• **Aim of the exercise**:
Line by line, the entries below are to be reproduced unaltered.

• **Supplied records**:

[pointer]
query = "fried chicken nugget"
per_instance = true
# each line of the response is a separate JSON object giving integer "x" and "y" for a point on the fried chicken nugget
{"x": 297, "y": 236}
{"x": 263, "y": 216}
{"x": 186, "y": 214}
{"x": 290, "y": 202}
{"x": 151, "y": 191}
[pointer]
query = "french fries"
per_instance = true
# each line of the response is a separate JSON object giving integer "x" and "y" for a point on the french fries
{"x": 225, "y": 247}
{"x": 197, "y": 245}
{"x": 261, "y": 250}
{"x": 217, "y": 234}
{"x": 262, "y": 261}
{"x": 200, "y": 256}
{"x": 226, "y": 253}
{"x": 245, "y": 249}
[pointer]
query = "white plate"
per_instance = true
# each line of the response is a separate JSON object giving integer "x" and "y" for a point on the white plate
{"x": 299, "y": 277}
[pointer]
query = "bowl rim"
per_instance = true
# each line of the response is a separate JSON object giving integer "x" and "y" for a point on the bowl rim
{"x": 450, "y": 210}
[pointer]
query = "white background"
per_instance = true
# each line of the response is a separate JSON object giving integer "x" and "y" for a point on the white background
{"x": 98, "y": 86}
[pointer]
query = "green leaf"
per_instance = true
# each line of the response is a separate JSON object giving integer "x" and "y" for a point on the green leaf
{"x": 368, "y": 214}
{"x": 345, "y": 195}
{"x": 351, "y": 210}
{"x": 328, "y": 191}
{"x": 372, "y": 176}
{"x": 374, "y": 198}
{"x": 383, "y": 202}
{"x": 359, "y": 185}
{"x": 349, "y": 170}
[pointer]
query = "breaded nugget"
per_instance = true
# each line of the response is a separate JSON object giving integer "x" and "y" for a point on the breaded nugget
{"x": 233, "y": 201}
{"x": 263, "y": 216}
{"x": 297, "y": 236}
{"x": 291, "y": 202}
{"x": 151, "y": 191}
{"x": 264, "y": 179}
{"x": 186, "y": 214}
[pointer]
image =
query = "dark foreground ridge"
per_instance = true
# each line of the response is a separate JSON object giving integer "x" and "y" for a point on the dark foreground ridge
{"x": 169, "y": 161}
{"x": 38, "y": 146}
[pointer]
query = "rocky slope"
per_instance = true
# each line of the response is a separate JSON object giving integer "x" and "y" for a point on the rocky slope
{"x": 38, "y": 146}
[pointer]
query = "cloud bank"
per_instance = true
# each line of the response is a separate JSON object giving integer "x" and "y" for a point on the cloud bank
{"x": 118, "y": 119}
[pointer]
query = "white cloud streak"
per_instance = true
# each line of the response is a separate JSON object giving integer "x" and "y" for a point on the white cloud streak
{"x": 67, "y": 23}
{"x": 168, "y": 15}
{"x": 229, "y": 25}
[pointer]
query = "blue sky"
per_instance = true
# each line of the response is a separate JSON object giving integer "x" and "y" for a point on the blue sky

• **Result of the task**:
[pointer]
query = "fried chicken nugget"
per_instance = true
# each line of the response is a separate JSON object giving integer "x" and "y" for a point on the fried chicken nugget
{"x": 297, "y": 236}
{"x": 263, "y": 216}
{"x": 186, "y": 214}
{"x": 290, "y": 202}
{"x": 151, "y": 191}
[pointer]
query = "french fries"
per_instance = true
# each line of the response is a separate JSON object giving integer "x" and "y" for a point on the french fries
{"x": 225, "y": 247}
{"x": 197, "y": 245}
{"x": 261, "y": 250}
{"x": 217, "y": 234}
{"x": 262, "y": 261}
{"x": 200, "y": 256}
{"x": 226, "y": 253}
{"x": 245, "y": 249}
[pointer]
query = "white plate"
per_instance = true
# each line of the response is a separate JSON object giving integer "x" and "y" for a point on the white plate
{"x": 299, "y": 277}
[pointer]
query = "bowl rim"
per_instance = true
# each line of the response is a separate JSON object giving integer "x" and "y" for a point on the bowl rim
{"x": 450, "y": 210}
[pointer]
query = "white background"
per_instance = true
# each line of the response is a separate JSON object giving integer "x" and "y" for a point on the white background
{"x": 98, "y": 86}
[pointer]
query = "green leaf"
per_instance = true
# each line of the response is a separate JSON object giving integer "x" and "y" for a point on the green leaf
{"x": 368, "y": 214}
{"x": 345, "y": 195}
{"x": 351, "y": 210}
{"x": 328, "y": 191}
{"x": 372, "y": 176}
{"x": 374, "y": 198}
{"x": 383, "y": 202}
{"x": 359, "y": 185}
{"x": 349, "y": 170}
[pointer]
query = "breaded nugget"
per_instance = true
# each line of the response is a separate JSON object giving integer "x" and "y" for a point on the breaded nugget
{"x": 233, "y": 201}
{"x": 263, "y": 216}
{"x": 297, "y": 236}
{"x": 291, "y": 202}
{"x": 151, "y": 191}
{"x": 264, "y": 179}
{"x": 186, "y": 214}
[pointer]
image =
query = "dark foreground ridge"
per_instance = true
# each line of the response is a separate JSON object giving integer "x" and "y" for a point on the dark foreground ridge
{"x": 169, "y": 161}
{"x": 38, "y": 146}
[pointer]
query = "rocky slope"
per_instance = true
# each line of the response is a separate JSON object giving integer "x" and "y" for a point on the rocky slope
{"x": 38, "y": 146}
[pointer]
query = "cloud bank"
per_instance = true
# each line of the response is a separate JSON object giving integer "x" and "y" for a point on the cloud bank
{"x": 118, "y": 119}
[pointer]
query = "white cloud streak"
per_instance = true
# each line of the response is a separate JSON object giving integer "x" and "y" for a point on the white cloud streak
{"x": 67, "y": 23}
{"x": 168, "y": 15}
{"x": 229, "y": 25}
[pointer]
query = "blue sky"
per_instance = true
# each line of the response is a separate JSON object giving integer "x" and "y" for a point on the blue sky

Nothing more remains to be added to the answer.